------ EXCERPTED PASSAGE
### Theory:

Let us consider an example to understand the concept.

Priya wants to go shopping. She started from her home $$A$$ and travelled $$3 \ kms$$ east and then, travelled $$4 \ kms$$ north. Now, let us draw a diagrammatic representation of this scenario.

Now, how will you find the distance between the points $$A$$ and $$C$$?

Obviously, from the figure, we can say that by applying the Pythagorean theorem, we can find the distance between the points $$A$$ and $$C$$.

That is $$AC = \sqrt{AB^2 + BC^2}$$

$$AC = \sqrt{3^2 + 4^2}$$

$$AC = 5 \ km$$

Suppose, if the points lie on the $$x$$ - axis. Say for points $$A(0,0)$$ and $$B(0,3)$$. Then, the distance between the points $$A$$ and $$B$$ is $$AB = 3 - 0 = 3$$.

Similarly, if the points lie on the $$y$$ - axis, say for points $$C(0,1)$$ and $$D(0,3)$$. Then, the distance between $$C$$ and $$D$$ is $$CD = 3 - 1 = 2$$

Consider if the points are not on the coordinate axes. Say, for example, $$A(2,3)$$ and $$B(3,4)$$. Can you determine the distance between these two points.

Yes, we can find the distance using the Pythagorean theorem. Let us draw $$AP$$ and $$BQ$$ perpendicular to the $$x$$ - axis. Also, draw $$AC$$ perpendicular to $$BQ$$. Now, the coordinates of $$P$$ and $$Q$$ are $$(2,0)$$ and $$(3,0)$$, respectively. Then, $$PA = QC = 3 \ units$$, $$PQ = AC = 1 \ unit$$ and $$BC = BQ - CQ = 4 - 3 = 1 \ unit$$.
------------
------ SUPPLIED INFORMATION
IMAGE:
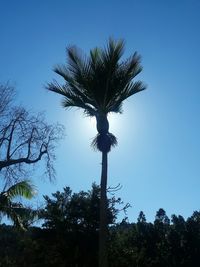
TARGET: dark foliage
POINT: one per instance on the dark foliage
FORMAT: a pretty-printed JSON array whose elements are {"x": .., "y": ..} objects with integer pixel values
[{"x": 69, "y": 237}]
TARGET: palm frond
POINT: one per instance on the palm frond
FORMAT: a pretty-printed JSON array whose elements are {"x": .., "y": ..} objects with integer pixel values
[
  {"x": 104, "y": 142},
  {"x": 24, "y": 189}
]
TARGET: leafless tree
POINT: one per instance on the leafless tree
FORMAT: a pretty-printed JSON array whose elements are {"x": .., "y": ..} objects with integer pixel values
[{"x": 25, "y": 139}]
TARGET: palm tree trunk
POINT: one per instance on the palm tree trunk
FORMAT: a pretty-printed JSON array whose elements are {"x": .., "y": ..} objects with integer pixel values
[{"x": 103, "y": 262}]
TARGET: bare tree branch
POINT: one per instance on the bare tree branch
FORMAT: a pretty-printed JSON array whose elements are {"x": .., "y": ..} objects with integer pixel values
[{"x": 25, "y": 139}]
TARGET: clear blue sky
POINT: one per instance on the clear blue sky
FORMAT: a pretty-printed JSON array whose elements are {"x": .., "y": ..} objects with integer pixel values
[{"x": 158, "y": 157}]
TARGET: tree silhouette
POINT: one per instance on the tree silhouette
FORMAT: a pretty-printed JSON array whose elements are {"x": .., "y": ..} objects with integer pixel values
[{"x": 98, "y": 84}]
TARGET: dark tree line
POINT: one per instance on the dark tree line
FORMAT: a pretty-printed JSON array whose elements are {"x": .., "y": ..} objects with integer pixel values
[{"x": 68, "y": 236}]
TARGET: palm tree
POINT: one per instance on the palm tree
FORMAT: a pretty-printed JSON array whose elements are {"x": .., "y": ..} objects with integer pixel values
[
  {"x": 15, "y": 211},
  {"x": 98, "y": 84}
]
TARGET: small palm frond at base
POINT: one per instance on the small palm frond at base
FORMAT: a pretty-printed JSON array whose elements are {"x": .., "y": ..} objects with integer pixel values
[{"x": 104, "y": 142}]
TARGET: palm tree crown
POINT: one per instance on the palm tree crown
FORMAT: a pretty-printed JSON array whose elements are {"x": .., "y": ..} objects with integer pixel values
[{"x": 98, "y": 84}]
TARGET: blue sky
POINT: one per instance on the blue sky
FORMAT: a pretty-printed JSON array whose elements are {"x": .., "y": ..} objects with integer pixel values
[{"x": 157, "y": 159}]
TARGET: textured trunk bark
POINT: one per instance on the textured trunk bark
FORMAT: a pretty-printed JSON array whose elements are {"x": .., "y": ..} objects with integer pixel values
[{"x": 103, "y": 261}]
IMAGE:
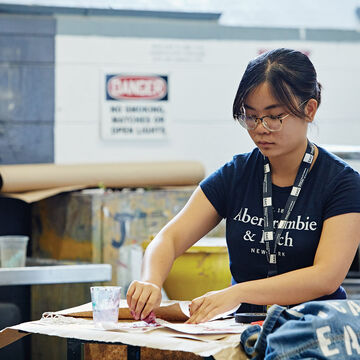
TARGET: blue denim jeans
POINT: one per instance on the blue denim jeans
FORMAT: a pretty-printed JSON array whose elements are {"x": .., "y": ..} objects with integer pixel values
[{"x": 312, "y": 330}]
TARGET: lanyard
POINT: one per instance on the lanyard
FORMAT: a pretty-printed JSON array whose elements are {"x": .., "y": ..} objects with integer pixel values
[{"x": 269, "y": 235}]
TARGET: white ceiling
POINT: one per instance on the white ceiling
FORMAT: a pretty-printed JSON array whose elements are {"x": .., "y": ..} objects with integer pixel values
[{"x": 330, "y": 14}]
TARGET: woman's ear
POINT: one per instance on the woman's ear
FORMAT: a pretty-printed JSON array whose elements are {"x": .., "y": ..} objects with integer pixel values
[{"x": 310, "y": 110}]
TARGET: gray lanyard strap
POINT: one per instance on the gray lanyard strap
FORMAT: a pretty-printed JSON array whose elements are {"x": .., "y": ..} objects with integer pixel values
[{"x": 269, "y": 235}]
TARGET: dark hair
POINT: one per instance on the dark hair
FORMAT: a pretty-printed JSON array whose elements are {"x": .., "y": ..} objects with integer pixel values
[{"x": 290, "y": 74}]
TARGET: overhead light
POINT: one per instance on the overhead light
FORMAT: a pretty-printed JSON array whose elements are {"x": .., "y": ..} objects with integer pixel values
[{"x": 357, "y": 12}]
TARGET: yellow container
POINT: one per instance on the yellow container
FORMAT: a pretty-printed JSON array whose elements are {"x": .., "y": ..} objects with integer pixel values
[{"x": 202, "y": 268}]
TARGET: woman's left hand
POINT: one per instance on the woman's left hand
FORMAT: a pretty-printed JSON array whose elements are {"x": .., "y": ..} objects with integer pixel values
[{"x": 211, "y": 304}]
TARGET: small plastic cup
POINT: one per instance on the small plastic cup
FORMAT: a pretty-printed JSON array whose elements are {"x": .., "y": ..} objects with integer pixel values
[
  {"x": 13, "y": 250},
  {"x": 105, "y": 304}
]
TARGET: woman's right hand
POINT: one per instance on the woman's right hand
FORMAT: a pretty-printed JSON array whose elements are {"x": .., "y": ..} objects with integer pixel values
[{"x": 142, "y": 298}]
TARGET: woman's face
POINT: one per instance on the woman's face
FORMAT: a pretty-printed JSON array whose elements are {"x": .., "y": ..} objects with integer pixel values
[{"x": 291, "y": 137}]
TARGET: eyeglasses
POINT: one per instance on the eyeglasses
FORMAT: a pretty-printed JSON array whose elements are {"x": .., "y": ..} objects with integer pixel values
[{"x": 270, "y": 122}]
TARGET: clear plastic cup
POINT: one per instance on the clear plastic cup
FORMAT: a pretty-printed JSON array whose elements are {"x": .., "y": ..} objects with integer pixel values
------------
* _GIVEN REQUEST 1_
In the theory passage on distance, how many kilometers north did Priya travel after going east?
* _GIVEN REQUEST 2_
Print the part of the theory passage that begins at the words "Let us consider" and stops after the words "of this scenario.".

* _EXERCISE OUTPUT 1_
4 km

* _EXERCISE OUTPUT 2_
Let us consider an example to understand the concept.

Priya wants to go shopping. She started from her home $$A$$ and travelled $$3 \ kms$$ east and then, travelled $$4 \ kms$$ north. Now, let us draw a diagrammatic representation of this scenario.